— Start of Supplied records —

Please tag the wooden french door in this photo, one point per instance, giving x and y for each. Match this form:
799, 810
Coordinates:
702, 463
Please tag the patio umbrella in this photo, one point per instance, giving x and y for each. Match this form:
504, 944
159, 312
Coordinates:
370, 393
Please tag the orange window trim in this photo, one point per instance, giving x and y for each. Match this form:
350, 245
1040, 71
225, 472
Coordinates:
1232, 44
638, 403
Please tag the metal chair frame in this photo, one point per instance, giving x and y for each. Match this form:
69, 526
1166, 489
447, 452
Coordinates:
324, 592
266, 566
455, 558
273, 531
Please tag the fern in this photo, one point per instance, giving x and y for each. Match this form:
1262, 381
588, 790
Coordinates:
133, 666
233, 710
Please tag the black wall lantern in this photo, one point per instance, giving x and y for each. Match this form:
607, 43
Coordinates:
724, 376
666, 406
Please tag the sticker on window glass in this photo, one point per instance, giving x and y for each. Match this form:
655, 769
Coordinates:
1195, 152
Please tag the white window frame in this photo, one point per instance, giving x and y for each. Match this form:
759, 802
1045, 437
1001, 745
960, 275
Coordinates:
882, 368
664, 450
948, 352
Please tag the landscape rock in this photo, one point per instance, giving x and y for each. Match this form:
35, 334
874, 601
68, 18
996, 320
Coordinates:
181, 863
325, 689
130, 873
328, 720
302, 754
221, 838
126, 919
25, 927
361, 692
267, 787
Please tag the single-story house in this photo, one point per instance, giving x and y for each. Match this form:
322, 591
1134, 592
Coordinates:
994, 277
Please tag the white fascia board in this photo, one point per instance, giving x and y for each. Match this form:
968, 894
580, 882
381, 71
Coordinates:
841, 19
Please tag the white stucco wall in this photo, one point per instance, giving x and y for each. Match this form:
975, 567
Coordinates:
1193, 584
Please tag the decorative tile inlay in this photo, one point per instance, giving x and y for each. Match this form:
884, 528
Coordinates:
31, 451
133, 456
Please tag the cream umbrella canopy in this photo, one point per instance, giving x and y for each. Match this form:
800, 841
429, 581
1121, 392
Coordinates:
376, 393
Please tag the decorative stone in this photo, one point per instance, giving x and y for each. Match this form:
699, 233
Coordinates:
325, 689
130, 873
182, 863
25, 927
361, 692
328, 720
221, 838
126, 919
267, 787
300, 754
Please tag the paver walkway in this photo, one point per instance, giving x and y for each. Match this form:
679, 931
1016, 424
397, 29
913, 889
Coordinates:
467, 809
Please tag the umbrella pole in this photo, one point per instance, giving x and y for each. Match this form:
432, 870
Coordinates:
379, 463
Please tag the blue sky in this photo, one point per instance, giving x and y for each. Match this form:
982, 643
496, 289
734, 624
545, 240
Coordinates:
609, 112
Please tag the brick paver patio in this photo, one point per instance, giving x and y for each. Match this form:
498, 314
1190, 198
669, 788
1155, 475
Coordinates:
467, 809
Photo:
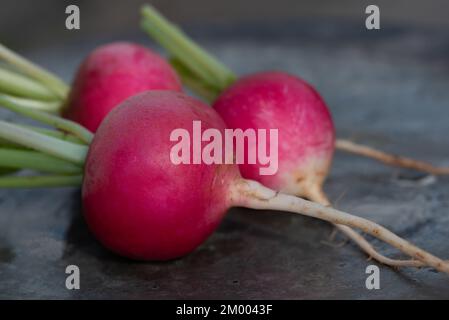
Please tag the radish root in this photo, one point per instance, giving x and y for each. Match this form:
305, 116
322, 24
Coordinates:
252, 194
389, 159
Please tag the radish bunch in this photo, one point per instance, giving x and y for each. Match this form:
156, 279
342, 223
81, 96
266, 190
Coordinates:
135, 200
272, 100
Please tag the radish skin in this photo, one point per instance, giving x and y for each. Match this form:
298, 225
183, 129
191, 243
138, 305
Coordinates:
191, 61
112, 73
273, 100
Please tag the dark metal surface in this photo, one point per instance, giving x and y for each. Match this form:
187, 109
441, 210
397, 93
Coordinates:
387, 88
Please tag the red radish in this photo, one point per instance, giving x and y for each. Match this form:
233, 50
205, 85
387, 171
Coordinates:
112, 73
275, 100
208, 77
141, 205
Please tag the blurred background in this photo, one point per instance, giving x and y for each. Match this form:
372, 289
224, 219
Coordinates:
31, 23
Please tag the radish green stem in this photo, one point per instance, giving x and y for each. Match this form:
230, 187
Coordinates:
193, 83
40, 181
252, 194
52, 120
23, 65
40, 142
186, 50
24, 159
54, 133
16, 84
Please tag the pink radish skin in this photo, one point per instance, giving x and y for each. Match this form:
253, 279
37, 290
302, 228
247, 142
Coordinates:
142, 206
136, 201
276, 100
112, 73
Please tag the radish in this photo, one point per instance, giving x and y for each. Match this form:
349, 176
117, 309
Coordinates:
208, 77
112, 73
142, 206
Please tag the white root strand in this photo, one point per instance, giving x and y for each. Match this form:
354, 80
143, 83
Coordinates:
318, 196
252, 194
389, 159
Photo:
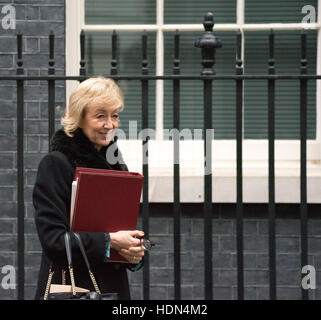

— End of Supplied records —

_Written problem:_ Reproduce all of the records above word for word, omitting the pictures.

_The answer:_
Please tag the wooden french door in this photo, one point per instance, giving x and y for each. Match this form:
799, 810
Coordinates:
702, 463
Please tag the patio umbrella in this photo, one point per instance, giving x and y for each. Match this form:
504, 944
159, 312
Coordinates:
370, 393
Please tag the orange window trim in this photo, one point per instance, giving x and y for each. Match this form:
350, 245
1040, 71
225, 472
Coordinates:
1232, 44
638, 403
Please tag the metal chair frame in this photo, one point per instance, giving x and y for each. Match this form:
69, 526
1166, 489
447, 452
Coordinates:
324, 592
266, 566
455, 558
273, 531
Please tag the fern in this photo, one point per instance, giving x and y for each. Match this form:
1262, 381
588, 790
Coordinates:
133, 666
233, 710
Please tag the black wall lantern in this photo, one point per instance, giving x and y for each. Match this form:
607, 43
Coordinates:
724, 376
666, 406
Please tag the sticker on window glass in this photo, one point per instance, giving x and y for each. Match this form:
655, 769
Coordinates:
1195, 152
Please tag the white window frame in this photo, one point per instance, giving x and y for each. Match this form:
759, 802
1045, 437
1001, 745
960, 275
Coordinates:
882, 368
664, 450
948, 352
Please tag the landscape rock in this photo, one point per instance, giving x and y for each. Match this form:
35, 334
874, 601
68, 18
996, 320
Coordinates:
181, 863
325, 689
130, 873
328, 720
302, 754
221, 838
126, 919
25, 927
361, 692
267, 787
Please tag the single-story house in this photo, one point per instance, giving x and y for each. Match this form:
322, 591
1134, 592
Coordinates:
994, 277
Please tag the white fascia board in this photo, one point per instance, giving x and y for each. Match this form:
968, 894
580, 882
381, 71
Coordinates:
841, 19
Please tag the white stucco wall in this photo, one point per instance, giving x and y for each. Match this form:
975, 567
Coordinates:
1193, 584
Please tag the decorative tile inlay in this photo, one point per instance, giving x and y for each. Match this form:
884, 528
Coordinates:
31, 451
133, 456
Please tag the cream umbrella canopy in this photo, one point per instance, giving x and y for each. Match this form:
800, 841
429, 581
1121, 392
Coordinates:
376, 393
Please tag the decorative stone in this photo, one point per instance, giving x and y for each. Match this form:
699, 233
Coordinates:
325, 689
130, 873
182, 863
25, 927
361, 692
328, 720
221, 838
126, 919
267, 787
300, 754
Please tag the paver walkway in this photo, one point per instance, giving x and y for each. Match this form:
679, 931
1016, 424
397, 29
913, 889
Coordinates:
467, 809
Please tag the umbrella pole in this photo, one point per instance, giving x and y for each. Match this form:
432, 870
Coordinates:
379, 463
Please tag the blue sky in this photo, one point per instance, giving x and y for each. Match this form:
982, 643
496, 289
734, 624
545, 240
Coordinates:
609, 112
Please tag the brick paver patio in this photo, one point per instance, giving x and y for each. Match this form:
498, 314
1190, 198
669, 788
1155, 475
Coordinates:
467, 809
Photo:
Please tag the radish root in this photo, one point per instance, giving x and y for each. Match this form:
305, 116
322, 24
Coordinates:
252, 194
389, 159
Please tag the radish bunch in this photo, one point per instance, giving x and y for each. Match this form:
156, 279
342, 223
81, 96
266, 190
Coordinates:
135, 200
272, 100
Please tag the radish skin in this photo, one point per instance, giving x and y for each. Match this form:
298, 225
183, 129
191, 243
138, 305
Coordinates:
191, 61
112, 73
273, 100
Please tag the dark metal surface in this photo, one point per instance, giving x and y for each. Match this form:
187, 109
441, 210
397, 93
Coordinates:
387, 88
Please tag the red radish in this photo, one point per instance, giving x and y for each. Match this form:
233, 50
205, 85
387, 171
Coordinates:
112, 73
275, 100
208, 77
141, 205
Please tag the blurred background in this photo, one point per instance, giving x and y for each. Match this form:
372, 289
224, 219
Coordinates:
31, 23
Please tag the radish green stem in this photo, one point per instance, giving x and y for each. Match this form:
230, 187
Coordinates:
193, 83
40, 181
252, 194
52, 120
23, 65
40, 142
186, 50
24, 159
54, 133
16, 84
Please tag the pink radish skin in this photo, one point per instance, giving x and y for each. Match this form:
253, 279
37, 290
302, 228
247, 142
Coordinates:
142, 206
136, 201
276, 100
112, 73
Please tag the radish in this photo, one point per instance, giving x and y for each. Match this form:
349, 176
117, 309
Coordinates:
208, 77
112, 73
142, 206
Please tag the white root strand in this photo, one point per instance, giving x and y for each. Match this form:
354, 80
143, 83
Coordinates:
318, 196
252, 194
389, 159
Photo:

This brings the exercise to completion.